- _QUESTIONS_:
1. In the passage on AI and the Internet of Things, what is named as the true measure of AI development?
2. Resume the passage on AI and the Internet of Things right after its last sentence, keeping its argument and tone.

- _SELECTED EXTRACT_:
Segment Open
The NYT reporter probably has no idea that 3 Chinese chatbots are only a few months away. Also, China and US' AI R&D is engaged in a long-term competition, a few months ahead is only a temporary achievement.
You seem to be operating under a misconception. There is a competition in speed of computing; there is no competition in artificial intelligence.
The fundamental, immutable law of AI is that models get smarter with more data. If you want your AI to spew profanity and peddle bullsh*t, you feed it data from the internet cesspool made up of 90% fake news. But if you want your AI to do something useful in the physical world, you give it data collected from the physical world.
This is why Internet of Things is, in fact, the true measure of AI development. IoT is the giving of physical objects digital footprints so they generate (quantity) and interconnect (quality) data. From that understanding, you can then extrapolate that artificial intelligence is not tied to software development at all, but rather hardware development: whoever can produce and connect the most IoT devices to attain valuable real life data.
Segment Closed
- _STORED DATA_:
Segment Open
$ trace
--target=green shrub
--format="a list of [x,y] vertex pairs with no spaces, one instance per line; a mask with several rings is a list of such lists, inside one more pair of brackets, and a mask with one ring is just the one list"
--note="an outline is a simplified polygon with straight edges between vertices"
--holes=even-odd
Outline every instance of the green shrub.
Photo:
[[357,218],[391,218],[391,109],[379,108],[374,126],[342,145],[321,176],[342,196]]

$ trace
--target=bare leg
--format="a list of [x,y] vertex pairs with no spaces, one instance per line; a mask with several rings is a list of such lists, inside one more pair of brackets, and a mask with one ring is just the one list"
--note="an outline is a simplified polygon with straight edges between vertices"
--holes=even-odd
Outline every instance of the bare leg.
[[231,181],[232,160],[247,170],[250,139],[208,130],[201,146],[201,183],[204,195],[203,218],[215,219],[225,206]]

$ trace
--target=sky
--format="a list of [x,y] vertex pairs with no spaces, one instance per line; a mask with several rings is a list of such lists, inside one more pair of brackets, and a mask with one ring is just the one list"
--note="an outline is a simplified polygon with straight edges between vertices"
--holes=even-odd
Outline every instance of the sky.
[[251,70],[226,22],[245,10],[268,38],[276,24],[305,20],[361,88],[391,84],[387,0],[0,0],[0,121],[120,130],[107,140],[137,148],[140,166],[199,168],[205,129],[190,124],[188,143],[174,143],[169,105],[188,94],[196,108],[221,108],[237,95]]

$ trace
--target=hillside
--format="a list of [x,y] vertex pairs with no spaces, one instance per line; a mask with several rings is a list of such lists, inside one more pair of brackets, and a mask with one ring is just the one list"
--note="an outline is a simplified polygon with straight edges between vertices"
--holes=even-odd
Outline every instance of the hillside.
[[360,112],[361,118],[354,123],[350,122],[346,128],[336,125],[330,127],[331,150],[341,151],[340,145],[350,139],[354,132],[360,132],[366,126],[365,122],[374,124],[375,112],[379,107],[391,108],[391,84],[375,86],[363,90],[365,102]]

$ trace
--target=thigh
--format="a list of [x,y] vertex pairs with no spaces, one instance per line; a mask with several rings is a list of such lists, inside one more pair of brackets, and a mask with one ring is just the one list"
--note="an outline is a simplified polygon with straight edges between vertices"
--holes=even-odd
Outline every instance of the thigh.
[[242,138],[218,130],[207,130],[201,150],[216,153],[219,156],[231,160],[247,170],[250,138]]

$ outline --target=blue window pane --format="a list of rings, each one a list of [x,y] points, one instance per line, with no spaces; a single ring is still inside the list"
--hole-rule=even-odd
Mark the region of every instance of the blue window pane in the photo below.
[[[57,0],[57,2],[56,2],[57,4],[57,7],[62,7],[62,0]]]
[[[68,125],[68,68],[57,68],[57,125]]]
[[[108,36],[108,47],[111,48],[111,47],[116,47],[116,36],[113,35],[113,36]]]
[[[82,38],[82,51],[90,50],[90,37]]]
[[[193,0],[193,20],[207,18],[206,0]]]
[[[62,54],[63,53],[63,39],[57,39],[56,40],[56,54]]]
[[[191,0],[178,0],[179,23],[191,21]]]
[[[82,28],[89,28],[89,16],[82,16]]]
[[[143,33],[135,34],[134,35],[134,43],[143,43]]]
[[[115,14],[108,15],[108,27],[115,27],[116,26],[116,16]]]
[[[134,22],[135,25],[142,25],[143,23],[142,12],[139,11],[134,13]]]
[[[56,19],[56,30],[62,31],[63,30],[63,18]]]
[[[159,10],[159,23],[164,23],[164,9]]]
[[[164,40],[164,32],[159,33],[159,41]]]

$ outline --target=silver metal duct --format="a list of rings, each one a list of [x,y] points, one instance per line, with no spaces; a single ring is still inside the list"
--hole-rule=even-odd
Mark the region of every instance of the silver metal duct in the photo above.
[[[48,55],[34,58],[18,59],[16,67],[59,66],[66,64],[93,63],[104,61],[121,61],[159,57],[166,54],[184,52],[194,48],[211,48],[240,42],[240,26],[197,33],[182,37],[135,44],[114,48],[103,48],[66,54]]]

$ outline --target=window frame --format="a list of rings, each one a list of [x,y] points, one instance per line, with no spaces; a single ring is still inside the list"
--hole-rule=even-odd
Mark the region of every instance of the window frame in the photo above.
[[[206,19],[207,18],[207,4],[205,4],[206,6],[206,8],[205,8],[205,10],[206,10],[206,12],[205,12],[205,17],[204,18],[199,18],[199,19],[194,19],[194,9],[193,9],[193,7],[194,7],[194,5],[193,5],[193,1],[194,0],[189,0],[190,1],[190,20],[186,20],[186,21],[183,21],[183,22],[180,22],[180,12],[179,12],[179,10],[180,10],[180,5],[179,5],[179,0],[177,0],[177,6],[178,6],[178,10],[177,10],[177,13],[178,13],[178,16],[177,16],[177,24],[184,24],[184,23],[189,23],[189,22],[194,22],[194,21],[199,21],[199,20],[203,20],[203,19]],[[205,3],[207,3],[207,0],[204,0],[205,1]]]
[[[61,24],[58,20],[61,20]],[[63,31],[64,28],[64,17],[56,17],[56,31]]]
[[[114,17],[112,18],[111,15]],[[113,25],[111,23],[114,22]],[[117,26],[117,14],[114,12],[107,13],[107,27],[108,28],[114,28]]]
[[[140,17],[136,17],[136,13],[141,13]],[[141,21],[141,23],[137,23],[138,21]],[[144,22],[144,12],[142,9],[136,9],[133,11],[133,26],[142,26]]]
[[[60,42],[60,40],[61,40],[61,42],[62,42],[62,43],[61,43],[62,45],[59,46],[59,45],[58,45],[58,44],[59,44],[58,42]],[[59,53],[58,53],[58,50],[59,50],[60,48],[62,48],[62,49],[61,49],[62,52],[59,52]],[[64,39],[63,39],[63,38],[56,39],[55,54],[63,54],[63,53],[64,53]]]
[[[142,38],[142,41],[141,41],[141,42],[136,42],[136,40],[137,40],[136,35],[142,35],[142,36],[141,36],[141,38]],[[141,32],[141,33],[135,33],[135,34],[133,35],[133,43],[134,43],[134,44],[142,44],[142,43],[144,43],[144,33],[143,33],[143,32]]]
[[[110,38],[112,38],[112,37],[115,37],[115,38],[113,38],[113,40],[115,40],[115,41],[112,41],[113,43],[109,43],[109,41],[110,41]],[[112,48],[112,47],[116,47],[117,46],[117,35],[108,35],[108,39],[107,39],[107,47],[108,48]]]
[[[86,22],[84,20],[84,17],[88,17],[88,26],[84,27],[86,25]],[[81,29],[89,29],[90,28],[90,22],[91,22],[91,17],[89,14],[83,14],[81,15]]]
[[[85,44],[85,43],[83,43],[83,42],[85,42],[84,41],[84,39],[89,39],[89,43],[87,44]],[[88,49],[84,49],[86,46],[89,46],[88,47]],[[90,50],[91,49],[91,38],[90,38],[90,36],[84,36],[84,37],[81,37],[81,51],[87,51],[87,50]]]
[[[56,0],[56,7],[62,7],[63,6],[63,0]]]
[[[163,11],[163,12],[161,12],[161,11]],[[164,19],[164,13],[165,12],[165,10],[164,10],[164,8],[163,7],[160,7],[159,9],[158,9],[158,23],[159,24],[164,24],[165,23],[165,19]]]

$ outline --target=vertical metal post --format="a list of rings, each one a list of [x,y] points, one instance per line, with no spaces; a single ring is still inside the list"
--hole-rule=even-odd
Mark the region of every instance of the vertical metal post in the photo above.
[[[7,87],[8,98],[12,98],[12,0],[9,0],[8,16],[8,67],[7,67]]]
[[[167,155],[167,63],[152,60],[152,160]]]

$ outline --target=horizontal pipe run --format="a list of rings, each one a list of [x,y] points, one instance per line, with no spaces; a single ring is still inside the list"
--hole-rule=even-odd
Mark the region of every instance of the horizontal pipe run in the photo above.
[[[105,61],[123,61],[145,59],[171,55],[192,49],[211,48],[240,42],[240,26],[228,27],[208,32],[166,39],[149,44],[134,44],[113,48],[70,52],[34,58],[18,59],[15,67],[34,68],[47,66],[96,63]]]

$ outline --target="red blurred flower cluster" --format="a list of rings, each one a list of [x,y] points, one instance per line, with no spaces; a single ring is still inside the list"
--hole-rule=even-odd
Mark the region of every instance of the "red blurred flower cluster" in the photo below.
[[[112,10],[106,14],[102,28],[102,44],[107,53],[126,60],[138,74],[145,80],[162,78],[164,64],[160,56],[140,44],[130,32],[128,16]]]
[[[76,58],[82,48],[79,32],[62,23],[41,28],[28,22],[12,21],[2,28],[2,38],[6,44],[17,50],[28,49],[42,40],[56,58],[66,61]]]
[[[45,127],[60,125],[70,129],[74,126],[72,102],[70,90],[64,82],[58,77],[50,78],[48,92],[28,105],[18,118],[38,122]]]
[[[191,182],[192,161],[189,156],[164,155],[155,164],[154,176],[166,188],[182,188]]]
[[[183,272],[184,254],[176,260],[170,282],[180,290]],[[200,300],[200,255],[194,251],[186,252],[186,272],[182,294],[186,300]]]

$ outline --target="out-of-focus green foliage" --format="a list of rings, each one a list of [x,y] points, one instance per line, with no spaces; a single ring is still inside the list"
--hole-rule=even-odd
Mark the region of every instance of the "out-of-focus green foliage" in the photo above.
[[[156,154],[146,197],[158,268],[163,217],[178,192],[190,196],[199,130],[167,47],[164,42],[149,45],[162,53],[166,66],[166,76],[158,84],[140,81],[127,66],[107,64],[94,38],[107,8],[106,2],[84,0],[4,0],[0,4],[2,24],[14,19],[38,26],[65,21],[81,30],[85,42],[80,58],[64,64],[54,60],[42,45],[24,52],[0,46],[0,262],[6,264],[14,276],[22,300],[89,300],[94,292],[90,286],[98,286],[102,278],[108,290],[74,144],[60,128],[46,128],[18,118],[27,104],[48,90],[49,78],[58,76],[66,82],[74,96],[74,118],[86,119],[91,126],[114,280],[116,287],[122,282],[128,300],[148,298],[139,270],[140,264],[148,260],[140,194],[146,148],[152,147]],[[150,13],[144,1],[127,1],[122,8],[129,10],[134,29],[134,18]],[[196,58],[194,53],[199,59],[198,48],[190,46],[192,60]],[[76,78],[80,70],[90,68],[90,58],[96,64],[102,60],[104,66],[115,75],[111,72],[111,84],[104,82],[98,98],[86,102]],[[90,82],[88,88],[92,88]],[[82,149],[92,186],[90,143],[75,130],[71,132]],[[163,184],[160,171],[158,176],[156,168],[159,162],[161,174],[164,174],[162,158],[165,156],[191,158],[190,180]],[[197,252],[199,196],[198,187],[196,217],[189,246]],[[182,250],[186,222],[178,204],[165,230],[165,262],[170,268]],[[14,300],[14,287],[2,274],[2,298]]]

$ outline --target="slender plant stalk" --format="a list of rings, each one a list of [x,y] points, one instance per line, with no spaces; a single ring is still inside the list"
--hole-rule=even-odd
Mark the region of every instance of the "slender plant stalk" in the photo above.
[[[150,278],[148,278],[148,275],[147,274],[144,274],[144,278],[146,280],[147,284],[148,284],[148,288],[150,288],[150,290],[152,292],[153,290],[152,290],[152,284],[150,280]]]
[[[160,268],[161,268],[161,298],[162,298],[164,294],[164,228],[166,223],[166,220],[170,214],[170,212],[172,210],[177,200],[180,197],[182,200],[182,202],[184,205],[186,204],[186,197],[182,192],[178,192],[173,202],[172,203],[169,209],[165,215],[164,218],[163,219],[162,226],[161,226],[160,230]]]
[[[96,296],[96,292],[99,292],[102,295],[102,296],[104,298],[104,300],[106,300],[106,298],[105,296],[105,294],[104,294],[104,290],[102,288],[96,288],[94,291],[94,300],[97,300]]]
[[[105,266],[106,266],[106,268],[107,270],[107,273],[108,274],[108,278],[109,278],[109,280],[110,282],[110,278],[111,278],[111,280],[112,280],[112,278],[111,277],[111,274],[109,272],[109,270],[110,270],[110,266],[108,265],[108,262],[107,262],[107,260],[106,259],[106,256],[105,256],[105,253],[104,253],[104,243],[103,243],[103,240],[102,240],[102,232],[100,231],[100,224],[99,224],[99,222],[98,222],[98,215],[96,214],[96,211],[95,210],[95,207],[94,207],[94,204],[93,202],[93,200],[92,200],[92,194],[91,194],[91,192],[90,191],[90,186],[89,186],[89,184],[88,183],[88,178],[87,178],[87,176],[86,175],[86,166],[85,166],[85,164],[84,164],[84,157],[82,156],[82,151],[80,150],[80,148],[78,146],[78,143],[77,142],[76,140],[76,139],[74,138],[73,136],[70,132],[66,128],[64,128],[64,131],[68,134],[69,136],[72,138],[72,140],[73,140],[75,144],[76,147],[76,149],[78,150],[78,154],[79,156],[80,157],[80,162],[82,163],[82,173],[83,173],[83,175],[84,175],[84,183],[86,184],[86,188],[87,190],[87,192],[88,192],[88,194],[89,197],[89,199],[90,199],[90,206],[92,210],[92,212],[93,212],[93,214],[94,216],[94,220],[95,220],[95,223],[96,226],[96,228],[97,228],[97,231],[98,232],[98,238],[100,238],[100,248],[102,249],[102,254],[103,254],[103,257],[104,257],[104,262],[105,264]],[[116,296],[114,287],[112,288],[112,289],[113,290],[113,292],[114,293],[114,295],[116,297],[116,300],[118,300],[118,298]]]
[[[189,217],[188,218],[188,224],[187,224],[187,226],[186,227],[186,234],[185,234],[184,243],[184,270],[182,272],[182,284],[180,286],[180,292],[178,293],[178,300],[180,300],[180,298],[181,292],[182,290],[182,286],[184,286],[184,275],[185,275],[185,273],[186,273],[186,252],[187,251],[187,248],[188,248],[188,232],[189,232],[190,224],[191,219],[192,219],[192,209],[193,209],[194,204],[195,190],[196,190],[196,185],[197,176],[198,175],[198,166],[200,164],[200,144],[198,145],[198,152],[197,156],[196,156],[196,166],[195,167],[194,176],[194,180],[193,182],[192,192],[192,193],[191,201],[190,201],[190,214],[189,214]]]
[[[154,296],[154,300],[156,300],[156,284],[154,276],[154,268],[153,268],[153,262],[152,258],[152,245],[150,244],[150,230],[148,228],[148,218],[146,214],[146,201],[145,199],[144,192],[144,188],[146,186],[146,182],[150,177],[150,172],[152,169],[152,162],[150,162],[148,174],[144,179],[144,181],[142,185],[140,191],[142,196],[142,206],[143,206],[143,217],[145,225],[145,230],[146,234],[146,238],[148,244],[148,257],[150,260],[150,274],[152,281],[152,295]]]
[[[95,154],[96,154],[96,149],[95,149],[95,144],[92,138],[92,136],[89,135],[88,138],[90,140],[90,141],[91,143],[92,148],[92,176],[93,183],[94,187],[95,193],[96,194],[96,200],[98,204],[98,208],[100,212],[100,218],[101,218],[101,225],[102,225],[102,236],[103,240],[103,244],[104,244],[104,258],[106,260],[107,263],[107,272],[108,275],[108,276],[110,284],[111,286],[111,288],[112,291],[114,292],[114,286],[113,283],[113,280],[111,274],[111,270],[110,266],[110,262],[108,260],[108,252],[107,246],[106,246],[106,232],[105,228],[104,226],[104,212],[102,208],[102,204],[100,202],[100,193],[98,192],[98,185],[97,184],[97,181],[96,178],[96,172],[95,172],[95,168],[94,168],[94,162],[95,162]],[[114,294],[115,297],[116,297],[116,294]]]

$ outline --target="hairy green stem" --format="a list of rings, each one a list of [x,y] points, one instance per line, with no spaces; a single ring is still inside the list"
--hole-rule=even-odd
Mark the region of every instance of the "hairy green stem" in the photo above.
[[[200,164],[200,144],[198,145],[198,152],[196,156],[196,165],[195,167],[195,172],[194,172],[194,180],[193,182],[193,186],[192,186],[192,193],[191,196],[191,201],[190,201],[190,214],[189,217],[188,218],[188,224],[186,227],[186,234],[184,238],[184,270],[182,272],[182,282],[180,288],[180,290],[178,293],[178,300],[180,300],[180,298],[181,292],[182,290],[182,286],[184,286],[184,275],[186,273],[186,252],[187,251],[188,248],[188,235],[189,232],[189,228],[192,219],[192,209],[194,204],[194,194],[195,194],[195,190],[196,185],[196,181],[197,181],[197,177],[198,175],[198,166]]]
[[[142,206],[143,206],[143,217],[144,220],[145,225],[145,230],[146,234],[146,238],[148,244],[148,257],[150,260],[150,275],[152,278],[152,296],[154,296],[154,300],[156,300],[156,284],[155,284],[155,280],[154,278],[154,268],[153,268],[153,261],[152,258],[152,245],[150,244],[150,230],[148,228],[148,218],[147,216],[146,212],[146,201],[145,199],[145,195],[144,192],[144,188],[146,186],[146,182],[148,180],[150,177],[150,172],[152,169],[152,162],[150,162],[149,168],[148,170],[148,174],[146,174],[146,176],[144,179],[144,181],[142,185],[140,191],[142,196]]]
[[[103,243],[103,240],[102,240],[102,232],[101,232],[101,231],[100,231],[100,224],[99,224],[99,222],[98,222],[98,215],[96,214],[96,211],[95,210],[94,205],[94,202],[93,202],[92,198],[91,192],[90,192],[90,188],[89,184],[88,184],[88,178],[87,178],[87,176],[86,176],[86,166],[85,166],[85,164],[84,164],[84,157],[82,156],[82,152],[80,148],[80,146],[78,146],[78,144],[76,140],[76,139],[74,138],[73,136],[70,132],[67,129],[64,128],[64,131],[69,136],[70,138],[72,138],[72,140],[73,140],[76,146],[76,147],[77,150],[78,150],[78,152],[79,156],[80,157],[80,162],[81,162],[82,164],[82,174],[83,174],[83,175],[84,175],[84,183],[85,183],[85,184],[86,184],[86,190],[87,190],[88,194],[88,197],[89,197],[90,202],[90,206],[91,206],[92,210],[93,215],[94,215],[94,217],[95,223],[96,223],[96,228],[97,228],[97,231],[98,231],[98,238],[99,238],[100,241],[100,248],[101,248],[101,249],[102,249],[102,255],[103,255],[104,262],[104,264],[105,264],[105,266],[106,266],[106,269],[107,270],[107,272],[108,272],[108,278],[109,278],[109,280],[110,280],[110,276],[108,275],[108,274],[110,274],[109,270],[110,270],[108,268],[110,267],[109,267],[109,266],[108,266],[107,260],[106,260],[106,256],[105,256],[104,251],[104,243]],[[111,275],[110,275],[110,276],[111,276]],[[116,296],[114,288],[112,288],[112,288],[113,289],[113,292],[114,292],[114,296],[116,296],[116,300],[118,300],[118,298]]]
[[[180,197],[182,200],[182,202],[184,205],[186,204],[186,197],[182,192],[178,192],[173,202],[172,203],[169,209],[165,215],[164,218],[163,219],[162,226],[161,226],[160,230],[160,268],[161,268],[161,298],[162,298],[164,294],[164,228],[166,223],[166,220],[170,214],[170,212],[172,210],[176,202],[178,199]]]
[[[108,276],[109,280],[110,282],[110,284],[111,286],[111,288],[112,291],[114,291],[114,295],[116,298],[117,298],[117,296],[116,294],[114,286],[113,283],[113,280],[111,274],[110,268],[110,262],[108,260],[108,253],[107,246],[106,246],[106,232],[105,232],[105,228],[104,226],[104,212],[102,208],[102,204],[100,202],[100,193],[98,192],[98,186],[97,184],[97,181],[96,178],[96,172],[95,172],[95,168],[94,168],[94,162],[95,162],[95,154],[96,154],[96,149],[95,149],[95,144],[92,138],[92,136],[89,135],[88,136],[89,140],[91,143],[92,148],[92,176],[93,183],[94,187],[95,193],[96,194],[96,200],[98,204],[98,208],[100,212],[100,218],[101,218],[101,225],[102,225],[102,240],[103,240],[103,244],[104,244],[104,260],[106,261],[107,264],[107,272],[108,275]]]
Segment Closed
- _RESPONSES BY TASK_:
1. The Internet of Things.

2.
When I frame the AI "race" in terms of production and structural implementation, who is leading becomes obvious. Making a neural network that analyzes daily consumption trends to optimize power grid operation for millions of people is useful. Making a chatbot that imitates redditors or used car salesmen is useful... for a nation of bellicose politicians.
This reminds me of 3D printing. Western countries declared it would make regular manufacturing obsolete, then proceeded to forget all about it a few years later. Meanwhile, China is using it to print jet engines.
Truly revolutionary technologies have no place in the West. After all, they do not really produce anything other than meaningless media, legal services and financial loopholes. For those, a 2D printer does just fine.